TASK DIRECTIONS:
Copy out all of the material that follows, line for line, with no changes.

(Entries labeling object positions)

## Start

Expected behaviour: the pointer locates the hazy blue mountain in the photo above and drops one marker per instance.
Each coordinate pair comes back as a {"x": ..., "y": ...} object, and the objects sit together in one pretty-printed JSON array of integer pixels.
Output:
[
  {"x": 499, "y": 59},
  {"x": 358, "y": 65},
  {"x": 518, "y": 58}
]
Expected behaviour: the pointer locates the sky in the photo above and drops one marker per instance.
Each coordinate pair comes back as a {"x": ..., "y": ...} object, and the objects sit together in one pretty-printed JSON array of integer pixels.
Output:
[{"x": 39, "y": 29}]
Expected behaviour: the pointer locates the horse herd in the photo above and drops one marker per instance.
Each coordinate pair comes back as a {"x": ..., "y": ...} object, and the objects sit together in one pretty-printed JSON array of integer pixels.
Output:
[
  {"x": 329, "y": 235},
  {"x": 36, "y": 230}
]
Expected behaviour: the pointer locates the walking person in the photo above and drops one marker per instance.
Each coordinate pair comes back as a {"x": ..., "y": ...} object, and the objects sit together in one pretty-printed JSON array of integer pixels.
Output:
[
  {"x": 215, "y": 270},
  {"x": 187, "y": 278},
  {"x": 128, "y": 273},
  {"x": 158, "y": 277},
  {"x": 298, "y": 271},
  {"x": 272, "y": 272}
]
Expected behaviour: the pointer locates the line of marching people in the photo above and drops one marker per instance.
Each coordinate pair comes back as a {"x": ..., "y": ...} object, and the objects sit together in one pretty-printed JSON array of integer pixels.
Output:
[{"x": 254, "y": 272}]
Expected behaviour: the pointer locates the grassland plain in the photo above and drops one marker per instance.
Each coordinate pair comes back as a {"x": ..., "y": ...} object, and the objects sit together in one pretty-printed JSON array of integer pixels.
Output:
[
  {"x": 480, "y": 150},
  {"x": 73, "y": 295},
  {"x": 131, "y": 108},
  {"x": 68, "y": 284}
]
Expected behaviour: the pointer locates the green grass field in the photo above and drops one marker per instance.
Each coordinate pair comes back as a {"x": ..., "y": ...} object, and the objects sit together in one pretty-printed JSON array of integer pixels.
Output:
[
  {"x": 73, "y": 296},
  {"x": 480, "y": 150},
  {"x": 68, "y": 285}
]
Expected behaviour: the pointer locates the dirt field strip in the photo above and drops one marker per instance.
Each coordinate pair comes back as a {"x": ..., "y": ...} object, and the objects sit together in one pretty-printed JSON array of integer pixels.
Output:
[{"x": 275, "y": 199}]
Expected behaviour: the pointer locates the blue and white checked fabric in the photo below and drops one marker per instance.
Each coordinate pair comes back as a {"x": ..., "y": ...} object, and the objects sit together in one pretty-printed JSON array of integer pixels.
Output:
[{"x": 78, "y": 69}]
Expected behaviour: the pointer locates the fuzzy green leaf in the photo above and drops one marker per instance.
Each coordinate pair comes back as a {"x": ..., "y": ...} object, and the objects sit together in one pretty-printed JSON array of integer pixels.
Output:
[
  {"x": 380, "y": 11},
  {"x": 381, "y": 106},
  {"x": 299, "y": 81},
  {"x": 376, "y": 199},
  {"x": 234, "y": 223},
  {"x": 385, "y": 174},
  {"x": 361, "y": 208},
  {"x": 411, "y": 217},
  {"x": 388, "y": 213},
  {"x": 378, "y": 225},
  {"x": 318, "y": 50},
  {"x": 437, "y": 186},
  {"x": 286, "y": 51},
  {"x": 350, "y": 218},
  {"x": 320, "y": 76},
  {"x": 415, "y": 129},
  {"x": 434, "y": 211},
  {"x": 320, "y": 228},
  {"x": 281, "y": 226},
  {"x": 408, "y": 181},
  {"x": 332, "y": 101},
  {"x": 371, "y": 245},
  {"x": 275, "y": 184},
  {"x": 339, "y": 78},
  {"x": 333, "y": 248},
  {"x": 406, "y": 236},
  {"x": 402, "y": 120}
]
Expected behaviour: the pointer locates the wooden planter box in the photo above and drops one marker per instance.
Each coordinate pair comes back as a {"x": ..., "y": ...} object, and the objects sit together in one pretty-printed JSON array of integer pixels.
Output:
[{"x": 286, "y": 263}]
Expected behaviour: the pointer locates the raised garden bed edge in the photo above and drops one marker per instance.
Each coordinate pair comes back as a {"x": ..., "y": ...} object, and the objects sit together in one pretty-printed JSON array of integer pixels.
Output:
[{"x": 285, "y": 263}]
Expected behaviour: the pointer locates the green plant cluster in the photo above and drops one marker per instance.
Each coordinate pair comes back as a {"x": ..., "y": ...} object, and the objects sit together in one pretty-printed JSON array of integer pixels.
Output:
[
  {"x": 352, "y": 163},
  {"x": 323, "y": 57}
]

## End

ANSWER TO THIS PROBLEM:
Expected behaviour: the pointer locates the hazy blue mountain in the photo above and drops one marker per instance.
Each coordinate pair comes back as a {"x": ..., "y": ...} object, and the objects sit together in one pretty-printed JSON array of integer pixels.
Output:
[
  {"x": 499, "y": 59},
  {"x": 358, "y": 65},
  {"x": 518, "y": 58}
]
Expected behaviour: the pointer locates the sky in the photo above and drops one marker per instance.
Each coordinate pair comes back as a {"x": ..., "y": ...} object, and the objects sit together in one pretty-printed JSON array of integer pixels.
Output:
[{"x": 39, "y": 29}]
Expected behaviour: the pointer locates the horse herd in the photo above and drops one marker per instance.
Each coordinate pair comes back as a {"x": ..., "y": ...} object, and the objects sit together in one pretty-printed JSON array of integer pixels.
Output:
[
  {"x": 329, "y": 235},
  {"x": 36, "y": 230}
]
Expected behaviour: the pointer locates the walking person in the photo above and drops one marker per instance.
Each coordinate pair comes back as a {"x": ..., "y": ...} object, and the objects sit together in one pretty-printed JSON array of integer pixels.
Output:
[
  {"x": 215, "y": 270},
  {"x": 187, "y": 278},
  {"x": 128, "y": 273},
  {"x": 158, "y": 277},
  {"x": 298, "y": 271},
  {"x": 272, "y": 272}
]
Expected behaviour: the pointer locates the line of marching people in the photo above and drops one marker per instance.
Each coordinate pair comes back as a {"x": ..., "y": ...} object, and the objects sit together in one pretty-printed JSON array of integer pixels.
Output:
[{"x": 254, "y": 272}]
Expected behaviour: the pointer locates the grassland plain in the photo above and drops one marker per instance.
Each coordinate pair comes back as a {"x": ..., "y": ...} object, and the objects sit together in one pretty-printed JSON array of integer pixels.
Output:
[
  {"x": 480, "y": 150},
  {"x": 73, "y": 295},
  {"x": 131, "y": 108},
  {"x": 68, "y": 284}
]
Expected behaviour: the pointer locates the green grass field in the photo above and drops one marker per instance.
Each coordinate pair comes back as a {"x": ..., "y": ...} object, and the objects sit together in one pretty-printed JSON array of integer pixels.
Output:
[
  {"x": 73, "y": 296},
  {"x": 480, "y": 150},
  {"x": 68, "y": 285}
]
Expected behaviour: the pointer locates the dirt field strip in the photo above and drops one marker per instance.
Each coordinate pair comes back as a {"x": ..., "y": ...} object, and the objects sit together in one pretty-printed JSON array of integer pixels.
Output:
[{"x": 275, "y": 199}]
Expected behaviour: the pointer locates the blue and white checked fabric in the photo below and drops one marker per instance.
Each coordinate pair comes back as a {"x": ..., "y": ...} object, and the objects sit together in one pretty-printed JSON array of integer pixels.
Output:
[{"x": 78, "y": 69}]
Expected behaviour: the pointer locates the fuzzy green leaf in the photo above and drops one marker per instance.
Each coordinate pair comes back as a {"x": ..., "y": ...} object, and the objects sit together in one pretty-printed JSON array of integer pixels.
Output:
[
  {"x": 380, "y": 11},
  {"x": 381, "y": 106},
  {"x": 299, "y": 81},
  {"x": 376, "y": 199},
  {"x": 234, "y": 223},
  {"x": 385, "y": 174},
  {"x": 361, "y": 208},
  {"x": 411, "y": 217},
  {"x": 388, "y": 213},
  {"x": 378, "y": 225},
  {"x": 318, "y": 50},
  {"x": 437, "y": 186},
  {"x": 286, "y": 51},
  {"x": 350, "y": 218},
  {"x": 320, "y": 76},
  {"x": 415, "y": 129},
  {"x": 434, "y": 211},
  {"x": 320, "y": 228},
  {"x": 281, "y": 226},
  {"x": 408, "y": 181},
  {"x": 332, "y": 101},
  {"x": 371, "y": 245},
  {"x": 275, "y": 184},
  {"x": 339, "y": 78},
  {"x": 333, "y": 248},
  {"x": 406, "y": 236},
  {"x": 402, "y": 120}
]
Expected behaviour: the pointer locates the wooden planter box in the photo above and drops one marker per instance.
Each coordinate pair comes back as a {"x": ..., "y": ...} object, and the objects sit together in one pretty-printed JSON array of integer pixels.
Output:
[{"x": 286, "y": 263}]
Expected behaviour: the pointer locates the raised garden bed edge in the photo above and drops one marker per instance.
Each coordinate pair comes back as a {"x": ..., "y": ...} object, and the objects sit together in one pretty-printed JSON array of integer pixels.
Output:
[{"x": 285, "y": 263}]
Expected behaviour: the pointer locates the green plant cluster in the photo above and drops one marker per instance.
Each coordinate pair comes back as a {"x": ..., "y": ...} object, and the objects sit together in one pretty-printed JSON array of integer pixels.
Output:
[
  {"x": 352, "y": 163},
  {"x": 323, "y": 57}
]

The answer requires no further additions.